[Start of RECORD EXTRACTS]

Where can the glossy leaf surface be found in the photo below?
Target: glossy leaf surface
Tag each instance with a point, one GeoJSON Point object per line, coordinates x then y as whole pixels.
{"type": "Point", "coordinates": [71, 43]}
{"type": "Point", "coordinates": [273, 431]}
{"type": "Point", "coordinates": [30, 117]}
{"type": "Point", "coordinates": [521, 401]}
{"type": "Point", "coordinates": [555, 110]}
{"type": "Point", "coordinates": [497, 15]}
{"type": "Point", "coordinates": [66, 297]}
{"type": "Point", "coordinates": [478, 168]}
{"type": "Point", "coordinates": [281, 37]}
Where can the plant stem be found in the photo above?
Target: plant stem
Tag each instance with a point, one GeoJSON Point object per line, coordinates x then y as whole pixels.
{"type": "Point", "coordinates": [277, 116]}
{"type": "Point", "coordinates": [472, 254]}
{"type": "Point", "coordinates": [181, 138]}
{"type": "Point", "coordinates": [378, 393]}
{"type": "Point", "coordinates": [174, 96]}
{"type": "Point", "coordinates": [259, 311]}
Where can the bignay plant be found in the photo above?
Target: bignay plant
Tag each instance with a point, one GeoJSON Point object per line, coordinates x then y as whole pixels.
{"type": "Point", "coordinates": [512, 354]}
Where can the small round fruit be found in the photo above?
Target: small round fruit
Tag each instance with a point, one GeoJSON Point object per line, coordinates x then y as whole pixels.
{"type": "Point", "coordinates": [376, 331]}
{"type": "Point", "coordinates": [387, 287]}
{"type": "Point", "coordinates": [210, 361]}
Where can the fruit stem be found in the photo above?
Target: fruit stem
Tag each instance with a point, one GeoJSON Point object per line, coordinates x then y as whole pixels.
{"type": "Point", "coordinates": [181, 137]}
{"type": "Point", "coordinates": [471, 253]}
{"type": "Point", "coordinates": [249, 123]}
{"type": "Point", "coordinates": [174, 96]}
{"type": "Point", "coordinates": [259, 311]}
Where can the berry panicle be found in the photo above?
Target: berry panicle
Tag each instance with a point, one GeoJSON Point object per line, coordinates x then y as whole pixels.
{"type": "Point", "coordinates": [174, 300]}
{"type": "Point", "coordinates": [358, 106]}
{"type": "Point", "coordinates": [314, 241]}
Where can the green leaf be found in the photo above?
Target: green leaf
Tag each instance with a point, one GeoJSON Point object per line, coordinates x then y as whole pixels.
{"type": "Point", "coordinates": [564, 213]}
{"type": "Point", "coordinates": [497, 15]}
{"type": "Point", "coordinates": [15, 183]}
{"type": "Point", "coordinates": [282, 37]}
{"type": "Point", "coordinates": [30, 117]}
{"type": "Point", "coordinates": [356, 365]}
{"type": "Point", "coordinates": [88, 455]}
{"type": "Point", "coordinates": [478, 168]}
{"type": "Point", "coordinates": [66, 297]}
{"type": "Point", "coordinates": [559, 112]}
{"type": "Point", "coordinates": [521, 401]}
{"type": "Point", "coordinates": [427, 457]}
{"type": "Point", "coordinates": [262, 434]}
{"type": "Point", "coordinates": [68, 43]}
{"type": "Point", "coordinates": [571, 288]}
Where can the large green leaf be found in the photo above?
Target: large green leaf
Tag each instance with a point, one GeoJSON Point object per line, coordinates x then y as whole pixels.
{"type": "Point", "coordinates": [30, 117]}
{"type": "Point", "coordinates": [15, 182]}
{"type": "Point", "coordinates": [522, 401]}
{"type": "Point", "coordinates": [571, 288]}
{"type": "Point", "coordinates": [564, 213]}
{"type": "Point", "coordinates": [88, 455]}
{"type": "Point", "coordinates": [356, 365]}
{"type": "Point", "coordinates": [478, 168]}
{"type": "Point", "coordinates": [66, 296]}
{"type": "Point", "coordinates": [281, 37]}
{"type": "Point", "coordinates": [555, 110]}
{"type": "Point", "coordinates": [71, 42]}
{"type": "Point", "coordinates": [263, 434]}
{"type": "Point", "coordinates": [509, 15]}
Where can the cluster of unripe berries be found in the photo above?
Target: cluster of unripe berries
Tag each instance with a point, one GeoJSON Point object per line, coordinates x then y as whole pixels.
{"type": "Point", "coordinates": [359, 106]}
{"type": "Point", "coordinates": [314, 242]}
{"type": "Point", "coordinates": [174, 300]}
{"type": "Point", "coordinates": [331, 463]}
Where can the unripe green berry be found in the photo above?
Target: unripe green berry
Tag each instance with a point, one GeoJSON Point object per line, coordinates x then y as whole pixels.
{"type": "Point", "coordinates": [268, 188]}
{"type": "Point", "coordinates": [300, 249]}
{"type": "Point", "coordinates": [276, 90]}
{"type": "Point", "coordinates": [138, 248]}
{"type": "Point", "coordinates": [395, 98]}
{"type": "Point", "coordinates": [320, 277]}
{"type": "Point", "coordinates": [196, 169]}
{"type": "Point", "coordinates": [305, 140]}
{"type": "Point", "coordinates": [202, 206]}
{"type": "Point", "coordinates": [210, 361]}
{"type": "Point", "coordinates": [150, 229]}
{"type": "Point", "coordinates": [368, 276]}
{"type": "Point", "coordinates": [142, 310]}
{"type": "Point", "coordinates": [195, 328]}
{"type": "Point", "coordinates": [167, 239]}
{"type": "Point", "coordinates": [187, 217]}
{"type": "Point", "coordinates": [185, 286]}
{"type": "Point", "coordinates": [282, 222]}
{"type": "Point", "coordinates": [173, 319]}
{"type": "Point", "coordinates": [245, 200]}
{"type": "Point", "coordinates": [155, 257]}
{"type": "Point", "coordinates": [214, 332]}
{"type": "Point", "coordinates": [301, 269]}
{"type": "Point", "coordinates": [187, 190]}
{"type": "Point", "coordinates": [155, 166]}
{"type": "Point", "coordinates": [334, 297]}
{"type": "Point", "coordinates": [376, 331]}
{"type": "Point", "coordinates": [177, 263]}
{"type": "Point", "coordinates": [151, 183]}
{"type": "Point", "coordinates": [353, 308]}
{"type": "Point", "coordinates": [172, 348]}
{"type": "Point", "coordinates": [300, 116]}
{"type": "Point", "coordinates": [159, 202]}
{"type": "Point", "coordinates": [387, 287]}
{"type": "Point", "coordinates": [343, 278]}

[End of RECORD EXTRACTS]

TASK BRIEF
Every entry should be output exactly as written, please.

ANSWER TO THIS EXERCISE
Where can the glossy leaf surface be found in the photo below?
Target: glossy leaf surface
Tag each instance with a point, one GeoJSON Point object per line, coordinates x then y as whole pixels.
{"type": "Point", "coordinates": [71, 43]}
{"type": "Point", "coordinates": [273, 431]}
{"type": "Point", "coordinates": [30, 117]}
{"type": "Point", "coordinates": [521, 401]}
{"type": "Point", "coordinates": [555, 110]}
{"type": "Point", "coordinates": [497, 15]}
{"type": "Point", "coordinates": [66, 297]}
{"type": "Point", "coordinates": [478, 168]}
{"type": "Point", "coordinates": [281, 37]}
Where can the plant stem be found in the photo above?
Target: plant stem
Tag each instance with a point, one GeoJSON Point object per line, coordinates x then y as whole pixels.
{"type": "Point", "coordinates": [277, 116]}
{"type": "Point", "coordinates": [472, 254]}
{"type": "Point", "coordinates": [181, 138]}
{"type": "Point", "coordinates": [378, 393]}
{"type": "Point", "coordinates": [174, 96]}
{"type": "Point", "coordinates": [259, 311]}
Where can the bignay plant be found in the photo above?
Target: bignay plant
Tag each instance with a point, one GeoJSON Point object per line, coordinates x then y as whole pixels.
{"type": "Point", "coordinates": [512, 354]}
Where can the small round fruit be found in the photo above?
Target: small round fruit
Tag each instance with a point, one GeoJSON Point object per line, coordinates x then y as whole pixels.
{"type": "Point", "coordinates": [376, 331]}
{"type": "Point", "coordinates": [387, 287]}
{"type": "Point", "coordinates": [210, 361]}
Where can the fruit stem be found in the photo above?
Target: fruit stem
Tag each instance with a point, one GeoJSON Point object per line, coordinates x then y as whole pixels.
{"type": "Point", "coordinates": [181, 137]}
{"type": "Point", "coordinates": [471, 253]}
{"type": "Point", "coordinates": [249, 123]}
{"type": "Point", "coordinates": [174, 96]}
{"type": "Point", "coordinates": [259, 311]}
Where can the berry panicle be found in the photo above?
Target: berry panicle
Tag each instance with a point, one GeoJSON Point object per line, coordinates x then y as whole pixels.
{"type": "Point", "coordinates": [174, 300]}
{"type": "Point", "coordinates": [358, 106]}
{"type": "Point", "coordinates": [314, 241]}
Where can the green leaf be found in the photo above?
Target: green leaf
Tag each instance with a point, one GeoJSON Point object per line, coordinates x then y as whole pixels.
{"type": "Point", "coordinates": [564, 213]}
{"type": "Point", "coordinates": [497, 15]}
{"type": "Point", "coordinates": [15, 183]}
{"type": "Point", "coordinates": [282, 37]}
{"type": "Point", "coordinates": [30, 117]}
{"type": "Point", "coordinates": [356, 365]}
{"type": "Point", "coordinates": [88, 455]}
{"type": "Point", "coordinates": [478, 168]}
{"type": "Point", "coordinates": [66, 297]}
{"type": "Point", "coordinates": [559, 112]}
{"type": "Point", "coordinates": [521, 401]}
{"type": "Point", "coordinates": [427, 457]}
{"type": "Point", "coordinates": [262, 434]}
{"type": "Point", "coordinates": [68, 43]}
{"type": "Point", "coordinates": [571, 288]}
Where can the large green leaf be found in the photo above?
Target: large green leaf
Tag each instance with a point, one GeoJSON Point object per line, coordinates x then y as whole pixels.
{"type": "Point", "coordinates": [30, 117]}
{"type": "Point", "coordinates": [15, 182]}
{"type": "Point", "coordinates": [522, 401]}
{"type": "Point", "coordinates": [571, 288]}
{"type": "Point", "coordinates": [564, 213]}
{"type": "Point", "coordinates": [88, 455]}
{"type": "Point", "coordinates": [356, 365]}
{"type": "Point", "coordinates": [478, 168]}
{"type": "Point", "coordinates": [66, 296]}
{"type": "Point", "coordinates": [281, 37]}
{"type": "Point", "coordinates": [555, 110]}
{"type": "Point", "coordinates": [71, 42]}
{"type": "Point", "coordinates": [263, 434]}
{"type": "Point", "coordinates": [509, 15]}
Where can the cluster of unripe berries be found in the photo above?
Target: cluster of unripe berries
Tag each instance with a point, one GeoJSON Point object per line, coordinates x then y as whole pixels.
{"type": "Point", "coordinates": [359, 106]}
{"type": "Point", "coordinates": [314, 242]}
{"type": "Point", "coordinates": [174, 300]}
{"type": "Point", "coordinates": [331, 463]}
Where can the unripe green berry be found in the photo above?
Target: unripe green berry
Tag each instance with a point, one GeoJSON Point object per line, coordinates x then y as whole pixels.
{"type": "Point", "coordinates": [268, 188]}
{"type": "Point", "coordinates": [300, 249]}
{"type": "Point", "coordinates": [276, 90]}
{"type": "Point", "coordinates": [138, 248]}
{"type": "Point", "coordinates": [395, 98]}
{"type": "Point", "coordinates": [320, 277]}
{"type": "Point", "coordinates": [196, 169]}
{"type": "Point", "coordinates": [305, 140]}
{"type": "Point", "coordinates": [202, 206]}
{"type": "Point", "coordinates": [210, 361]}
{"type": "Point", "coordinates": [150, 229]}
{"type": "Point", "coordinates": [368, 276]}
{"type": "Point", "coordinates": [142, 310]}
{"type": "Point", "coordinates": [195, 328]}
{"type": "Point", "coordinates": [167, 239]}
{"type": "Point", "coordinates": [187, 217]}
{"type": "Point", "coordinates": [185, 286]}
{"type": "Point", "coordinates": [282, 222]}
{"type": "Point", "coordinates": [173, 319]}
{"type": "Point", "coordinates": [245, 200]}
{"type": "Point", "coordinates": [155, 257]}
{"type": "Point", "coordinates": [214, 332]}
{"type": "Point", "coordinates": [301, 269]}
{"type": "Point", "coordinates": [187, 190]}
{"type": "Point", "coordinates": [155, 166]}
{"type": "Point", "coordinates": [334, 297]}
{"type": "Point", "coordinates": [376, 331]}
{"type": "Point", "coordinates": [177, 263]}
{"type": "Point", "coordinates": [151, 183]}
{"type": "Point", "coordinates": [353, 308]}
{"type": "Point", "coordinates": [172, 348]}
{"type": "Point", "coordinates": [300, 116]}
{"type": "Point", "coordinates": [159, 202]}
{"type": "Point", "coordinates": [387, 287]}
{"type": "Point", "coordinates": [343, 278]}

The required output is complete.